Supplied passage
===
We decided to catch up with for Angie and Fer at the coffeehouse, but when we walked by our classroom, I noticed my instructor was there, so he told me to go and attend the rest of the class (only 20 minutes), he'd meet me after class. Luckily, I could put myself on the list of people who'd attended class (no more than 30...we're about 70, but after 45 minutes of waiting, many -with good reason- left). Extra points, I hope.

I did see him after class, he seemed a little better. He called me at night, at about 9 o'clock, apologizing for making me worry...I said there was no need to apologize, because I understand he was feeling bad. I told him I thought it was because I was feeling bad in the first place, he replied: yes, it could be...I don't know.

He said he thought I didn't want to be with him, when I got all moody. I asked him if he wanted to be with me when he got all moody. He said he didn't want to be anywhere.
===
What the exercise asks
Retype the stretch of the journal entry above starting at "We decided to" and ending at "be...I don't know.", keeping every word and mark the same.

Extracted information
===
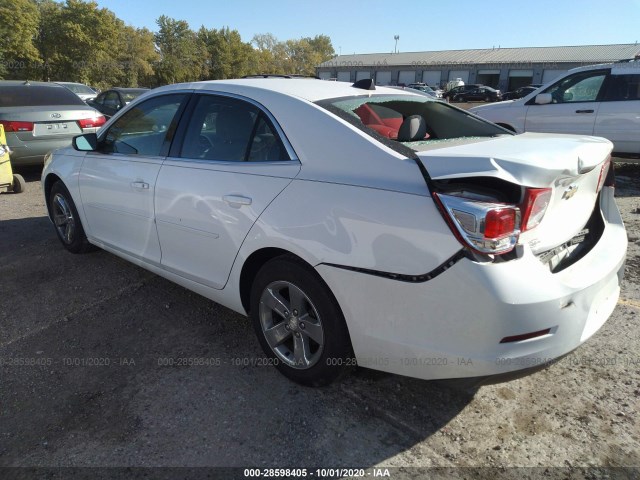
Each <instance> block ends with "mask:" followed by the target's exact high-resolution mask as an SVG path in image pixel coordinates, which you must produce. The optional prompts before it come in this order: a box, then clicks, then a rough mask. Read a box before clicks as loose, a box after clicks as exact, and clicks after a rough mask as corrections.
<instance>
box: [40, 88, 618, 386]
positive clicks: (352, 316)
===
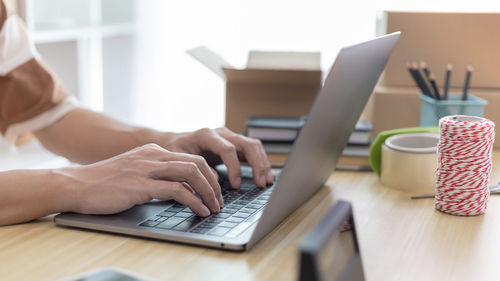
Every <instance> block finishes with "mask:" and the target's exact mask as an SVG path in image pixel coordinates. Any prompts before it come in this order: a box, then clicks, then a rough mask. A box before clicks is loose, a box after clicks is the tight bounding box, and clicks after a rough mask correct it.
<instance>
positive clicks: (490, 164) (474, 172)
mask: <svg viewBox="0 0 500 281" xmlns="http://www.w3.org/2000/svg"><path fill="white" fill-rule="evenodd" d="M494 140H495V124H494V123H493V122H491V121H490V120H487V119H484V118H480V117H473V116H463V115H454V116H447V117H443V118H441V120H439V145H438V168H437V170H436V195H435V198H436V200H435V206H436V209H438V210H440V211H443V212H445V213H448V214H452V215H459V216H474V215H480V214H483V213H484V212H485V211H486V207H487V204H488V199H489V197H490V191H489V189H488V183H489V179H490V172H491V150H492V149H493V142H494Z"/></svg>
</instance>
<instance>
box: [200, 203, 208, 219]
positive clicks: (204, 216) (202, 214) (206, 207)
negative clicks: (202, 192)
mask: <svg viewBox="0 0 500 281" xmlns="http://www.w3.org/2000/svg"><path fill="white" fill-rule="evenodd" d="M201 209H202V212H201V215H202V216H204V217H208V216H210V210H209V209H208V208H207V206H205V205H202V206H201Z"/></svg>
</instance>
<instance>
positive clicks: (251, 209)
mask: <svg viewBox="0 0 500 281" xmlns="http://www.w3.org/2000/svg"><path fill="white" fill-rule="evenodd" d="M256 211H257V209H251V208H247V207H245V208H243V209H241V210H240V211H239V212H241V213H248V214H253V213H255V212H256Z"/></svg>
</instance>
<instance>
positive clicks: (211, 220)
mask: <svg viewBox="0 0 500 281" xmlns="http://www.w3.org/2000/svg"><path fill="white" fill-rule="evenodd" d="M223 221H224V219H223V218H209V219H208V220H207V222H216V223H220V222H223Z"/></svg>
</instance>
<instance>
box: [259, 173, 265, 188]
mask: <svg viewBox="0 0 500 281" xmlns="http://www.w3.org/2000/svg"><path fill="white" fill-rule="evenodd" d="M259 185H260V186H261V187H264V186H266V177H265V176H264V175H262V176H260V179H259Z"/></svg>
===
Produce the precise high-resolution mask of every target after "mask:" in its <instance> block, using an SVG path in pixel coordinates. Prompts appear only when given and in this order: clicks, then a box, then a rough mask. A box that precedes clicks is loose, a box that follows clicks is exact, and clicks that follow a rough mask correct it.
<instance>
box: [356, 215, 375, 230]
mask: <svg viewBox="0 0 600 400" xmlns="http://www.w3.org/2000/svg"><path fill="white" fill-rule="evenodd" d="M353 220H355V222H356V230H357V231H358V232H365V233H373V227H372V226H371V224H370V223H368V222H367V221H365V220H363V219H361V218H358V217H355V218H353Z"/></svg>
===
Exercise answer
We decided to catch up with for Angie and Fer at the coffeehouse, but when we walked by our classroom, I noticed my instructor was there, so he told me to go and attend the rest of the class (only 20 minutes), he'd meet me after class. Luckily, I could put myself on the list of people who'd attended class (no more than 30...we're about 70, but after 45 minutes of waiting, many -with good reason- left). Extra points, I hope.

I did see him after class, he seemed a little better. He called me at night, at about 9 o'clock, apologizing for making me worry...I said there was no need to apologize, because I understand he was feeling bad. I told him I thought it was because I was feeling bad in the first place, he replied: yes, it could be...I don't know.